You sit down in your first mandarin class and they show you something like this:
You practice the four different tones. ā, á, ǎ, à. You practice differentiating between your mother (妈: mā) and a horse (马: mǎ). (Fair enough! Though, I’ve often wondered how Chinese people whine to their mother. My kids manage to make the sound ma into an entirely new tone altogether!) You practice different pinyin drills, different tones together, the neutral tone.
So, so, so wrong.
My hate-relationship with Chinese tones began way after I had begun learning Chinese. I’d already lived in China for a couple of years, but after I started learning Chinese full time, for the first 6 months of being generally unintelligible, I’d still gotten away with being able to fudge my tones. I was able to communicate, people would get my meaning, and just make allowances for it. As someone who loved talking, I wasn’t going to let minor pronunciation problems stop me from communicating.
So I hacked away. Well that’s not what I thought. In my eyes, I forged ahead, building confidence in my ability to communicate, excited at how I grew to be able to babble on much like I did in English. What with the new vocabulary I was learning, and the new grammar I was practicing, I felt armed to conquer the Chinese language.
That is, until I stopped to hear myself speak. To really hear myself speak.
After 2 years of absorbing the language and 6 months of seriously studying Chinese in Beijing (where, by the way, tones really matter), my husband and I made a video for some Mandarin speaking friends back at home, a video postcard if you will. I wrote the whole script, even threw in a few jokes, and we sat down to record it. I sat down and babbled away, whereas my husband wanted to do take after take after take until he was happy. After editing it and sending it off, I felt as though we’d really made a lot of progress in six months. When our friends (native Chinese speakers) received our video postcard they were really positive about our progress. But the feedback that kept coming back to us was how great my husband’s Chinese was.
I have to admit I was a bit cheesed off. Thankfully my husband is not the sort to gloat — in fact, he was even indignant that he’d hadn’t done a thing but read my script out! But after I calmed down (ok, it took a while!) I realised that there had to be some truth to what they were saying. So I sat down to watch the video. Properly.
When I sat down to deliberately listen to my Mandarin, I realized they were right. My husband’s Mandarin, his spoken Mandarin, the Mandarin he needs to use every day in order to communicate, from what you could see in the video, was excellent. Mine, however, was more of an indistinguishable flow of words. Not to say I couldn’t be understood, because I did throw in enough vocabulary and gestures and emphasis to give my meaning, but I could no longer ignore that my tones were absolutely everywhere and this was seriously debilitating my Chinese.
At that point I had a bit of a meltdown. After all the hard work I’d put in, all the confidence I had in my language was gone. For about a week I actually could not speak Chinese. I’d open my mouth, completely panic at what was going to come out of my mouth, and just freeze up. I spent a few days hating Chinese tones, or threatening to move down to 南方 (nánfāng: the South) where tones don’t matter so much, and generally just being infuriated by the insanity of this language. But when the emotion subsided, I knew, I finally realized, that tones were something I could no longer ignore.

**Required tasks**:
A) List each Chinese word that the essay on Mandarin tones gives along with its pinyin and its meaning.
B) Please answer these questions from the essay on Mandarin tones, one answer per line:
(i) For whom did the writer and her husband make the video postcard?
(ii) In which city did the writer spend six months seriously studying Chinese?
(iii) For about how long after the meltdown could the writer not speak Chinese?
C) Reproduce the essay on Mandarin tones word for word, starting at "My hate-relationship with" and ending at "me from communicating.".

**Record list**:

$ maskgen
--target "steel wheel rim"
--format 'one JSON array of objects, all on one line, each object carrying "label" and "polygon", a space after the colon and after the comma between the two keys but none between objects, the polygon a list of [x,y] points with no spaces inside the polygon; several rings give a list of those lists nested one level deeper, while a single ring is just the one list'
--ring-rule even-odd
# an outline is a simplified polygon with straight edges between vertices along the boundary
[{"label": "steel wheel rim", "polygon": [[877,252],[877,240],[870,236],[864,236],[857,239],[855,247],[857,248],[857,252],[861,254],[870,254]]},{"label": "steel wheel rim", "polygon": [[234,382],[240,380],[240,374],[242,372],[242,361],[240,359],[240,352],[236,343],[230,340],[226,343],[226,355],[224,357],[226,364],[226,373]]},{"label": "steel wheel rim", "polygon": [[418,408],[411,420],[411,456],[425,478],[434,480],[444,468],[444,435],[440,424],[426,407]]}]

**Exercise responses**:
A)
妈 (mā): mother
马 (mǎ): horse
南方 (nánfāng): the South

B)
(i) Some Mandarin-speaking friends back at home
(ii) Beijing
(iii) About a week

C)
My hate-relationship with Chinese tones began way after I had begun learning Chinese. I’d already lived in China for a couple of years, but after I started learning Chinese full time, for the first 6 months of being generally unintelligible, I’d still gotten away with being able to fudge my tones. I was able to communicate, people would get my meaning, and just make allowances for it. As someone who loved talking, I wasn’t going to let minor pronunciation problems stop me from communicating.